OGH 11Os124/83

OGH11Os124/8321.9.1983

Der Oberste Gerichtshof hat am 21. September 1983

unter dem Vorsitz des Senatspräsidenten des Obersten Gerichtshofes Dr. Piska, in Gegenwart der Hofräte des Obersten Gerichtshofes Dr. Walenta, Dr. Schneider, Dr. Reisenleitner und Dr. Felzmann als Richter sowie des Richteramtsanwärters Dr. Borotschnik als Schriftführers in der Strafsache gegen Albin A wegen des Verbrechens der Veruntreuung nach dem § 133 Abs 1 und Abs 2 (zweiter Fall) StGB über die vom Angeklagten gegen das Urteil des Landesgerichtes Innsbruck als Schöffengerichtes vom 25. Mai 1983, GZ 22 Vr 1286/83- 36, erhobene Nichtigkeitsbeschwerde und Berufung nach öffentlicher Verhandlung, nach Anhörung des Vortrages des Berichterstatters, Hofrat des Obersten Gerichtshofes Dr. Walenta, und der Ausführungen des Vertreters der Generalprokuratur, Generalanwaltes Dr. Strasser, zu Recht erkannt:

 

Spruch:

Die Nichtigkeitsbeschwerde wird verworfen.

Der Berufung wird dahin Folge gegeben, daß die verhängte Freiheitsstrafe auf 1 (ein) Jahr herabgesetzt wird. Gemäß dem § 390 a StPO fallen dem Angeklagten auch die Kosten des Rechtsmittelverfahrens zur Last.

Text

Gründe:

Mit dem angefochtenen - auch einen (rechtskräftigen) Teilfreispruch enthaltenden - Urteil wurde der am 27. Mai 1957 geborene Albin A, der zuletzt keiner Beschäftigung nachgegangen war, des Verbrechens der Veruntreuung nach dem § 133 (Abs 1 und) Abs 2 (zweiter Fall) StGB schuldig erkannt.

▶ Gestellte Aufgabe: Auf welche Dauer setzte der Oberste Gerichtshof in der vorliegenden Entscheidung die verhängte Freiheitsstrafe herab?

Gespeicherte Einträge:
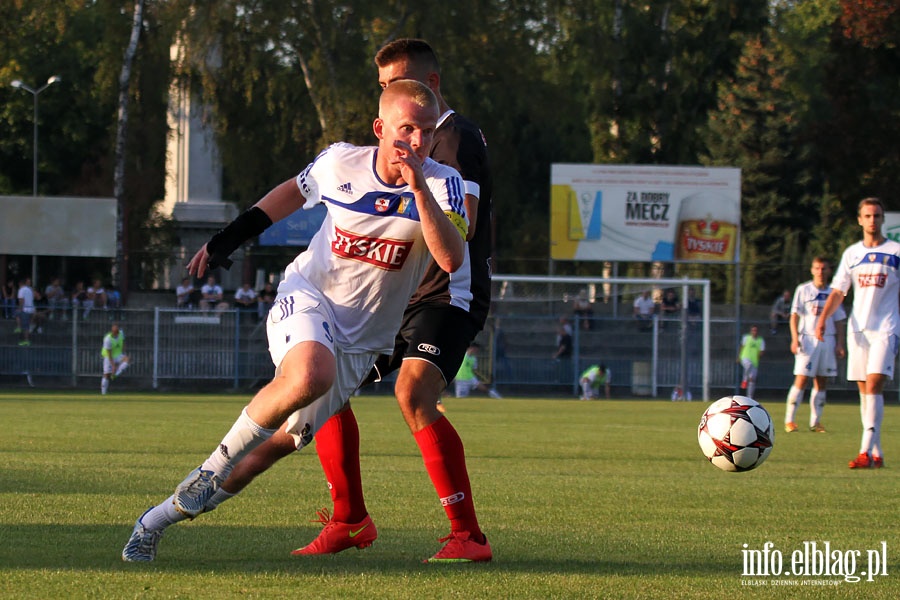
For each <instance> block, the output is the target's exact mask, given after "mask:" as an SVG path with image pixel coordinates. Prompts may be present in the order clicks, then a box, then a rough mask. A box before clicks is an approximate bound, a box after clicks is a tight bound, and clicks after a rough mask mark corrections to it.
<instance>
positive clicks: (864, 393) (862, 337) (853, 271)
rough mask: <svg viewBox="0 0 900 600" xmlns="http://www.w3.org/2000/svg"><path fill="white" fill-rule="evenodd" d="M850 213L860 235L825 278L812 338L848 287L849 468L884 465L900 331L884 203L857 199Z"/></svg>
mask: <svg viewBox="0 0 900 600" xmlns="http://www.w3.org/2000/svg"><path fill="white" fill-rule="evenodd" d="M856 214H857V222H858V223H859V226H860V227H862V230H863V239H862V241H861V242H857V243H855V244H853V245H852V246H850V247H849V248H847V249H846V250H845V251H844V255H843V256H842V257H841V263H840V265H838V269H837V271H836V272H835V275H834V279H832V281H831V287H832V290H831V294H829V296H828V300H827V301H826V302H825V307H824V308H823V309H822V314H820V315H819V319H818V321H817V322H816V337H817V338H818V339H819V341H822V340H824V339H825V331H826V325H827V323H828V321H827V320H828V318H829V317H831V316H832V315H833V314H834V313H835V312H836V311H837V309H838V307H839V306H840V305H841V303H842V302H843V300H844V296H846V295H847V292H849V291H850V287H851V286H852V287H853V309H852V310H851V312H850V318H849V320H848V323H847V353H848V360H847V379H849V380H850V381H856V382H857V386H858V387H859V401H860V410H859V412H860V417H861V420H862V426H863V433H862V443H861V444H860V449H859V455H858V456H857V457H856V458H855V459H853V460H851V461H850V468H851V469H859V468H867V467H875V468H878V467H883V466H884V457H883V455H882V453H881V422H882V420H883V418H884V385H885V383H886V382H887V381H889V380H891V379H893V377H894V362H895V360H896V358H897V339H898V338H897V336H898V334H900V314H898V310H900V301H898V294H900V244H898V243H897V242H894V241H892V240H889V239H886V238H885V237H884V235H883V234H882V232H881V227H882V225H883V224H884V204H883V203H882V202H881V200H880V199H878V198H865V199H863V200H861V201H860V203H859V206H858V208H857V213H856Z"/></svg>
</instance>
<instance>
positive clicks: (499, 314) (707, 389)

▶ Ausgearbeitete Lösung: Auf ein Jahr.